Task instructions –
Please scale the stretch from the start of the records through the line containing "[0,2,52,24]", and rewrite it in full with every line kept, requests included. Multiply each bounding box coordinate in the answers by 0.85 and round to a whole number, with halves rounded up, leaving everything else as is.

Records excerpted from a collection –
_____

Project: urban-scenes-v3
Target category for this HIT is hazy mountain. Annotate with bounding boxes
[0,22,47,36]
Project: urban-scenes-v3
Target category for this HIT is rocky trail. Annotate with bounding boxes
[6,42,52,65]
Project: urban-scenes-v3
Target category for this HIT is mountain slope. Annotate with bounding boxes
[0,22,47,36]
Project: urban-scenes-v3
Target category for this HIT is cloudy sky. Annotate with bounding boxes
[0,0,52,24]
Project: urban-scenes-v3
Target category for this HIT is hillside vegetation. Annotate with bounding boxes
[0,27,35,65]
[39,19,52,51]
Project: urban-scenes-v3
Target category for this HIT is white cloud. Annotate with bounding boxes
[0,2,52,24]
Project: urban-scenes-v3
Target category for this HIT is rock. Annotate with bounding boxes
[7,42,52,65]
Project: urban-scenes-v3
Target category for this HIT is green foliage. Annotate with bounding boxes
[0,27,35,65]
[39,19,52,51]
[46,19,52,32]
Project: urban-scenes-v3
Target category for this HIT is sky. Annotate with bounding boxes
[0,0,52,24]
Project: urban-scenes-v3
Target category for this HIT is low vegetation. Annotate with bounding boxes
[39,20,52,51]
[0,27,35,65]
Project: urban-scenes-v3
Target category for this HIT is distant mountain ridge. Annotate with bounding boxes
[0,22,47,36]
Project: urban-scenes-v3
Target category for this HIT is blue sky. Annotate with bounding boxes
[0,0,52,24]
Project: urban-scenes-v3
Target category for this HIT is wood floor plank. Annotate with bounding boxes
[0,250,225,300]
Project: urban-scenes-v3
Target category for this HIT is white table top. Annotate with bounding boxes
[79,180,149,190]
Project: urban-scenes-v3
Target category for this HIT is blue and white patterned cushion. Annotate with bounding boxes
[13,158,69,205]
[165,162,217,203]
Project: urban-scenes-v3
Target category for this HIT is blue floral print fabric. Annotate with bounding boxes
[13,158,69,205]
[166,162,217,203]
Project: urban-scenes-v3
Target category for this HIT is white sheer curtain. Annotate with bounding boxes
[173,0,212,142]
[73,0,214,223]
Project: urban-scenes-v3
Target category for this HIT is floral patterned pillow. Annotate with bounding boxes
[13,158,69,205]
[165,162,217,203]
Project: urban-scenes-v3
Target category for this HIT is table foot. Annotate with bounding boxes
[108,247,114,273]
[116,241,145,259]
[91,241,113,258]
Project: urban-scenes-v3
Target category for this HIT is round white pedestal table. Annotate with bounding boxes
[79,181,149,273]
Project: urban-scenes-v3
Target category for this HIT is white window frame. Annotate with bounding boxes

_____

Complete output –
Project: urban-scenes-v3
Target category for this HIT is hazy mountain. Annotate with bounding boxes
[0,19,40,31]
Project: urban-scenes-v3
Target category for this HIT is rocky trail. Annotate with bounding boxes
[5,36,44,55]
Project: urban-scenes-v3
Target category for this HIT is mountain slope. Annotate with bounding boxes
[0,19,40,31]
Project: urban-scenes-v3
Target category for this HIT is cloudy sky. Annotate with bounding boxes
[0,0,44,20]
Project: urban-scenes-v3
Target category for this HIT is hillside vegetation. Annotate with bounding boxes
[0,23,30,55]
[33,16,44,43]
Project: urban-scenes-v3
Target category for this HIT is white cloud. Annotate with bounding boxes
[0,2,44,20]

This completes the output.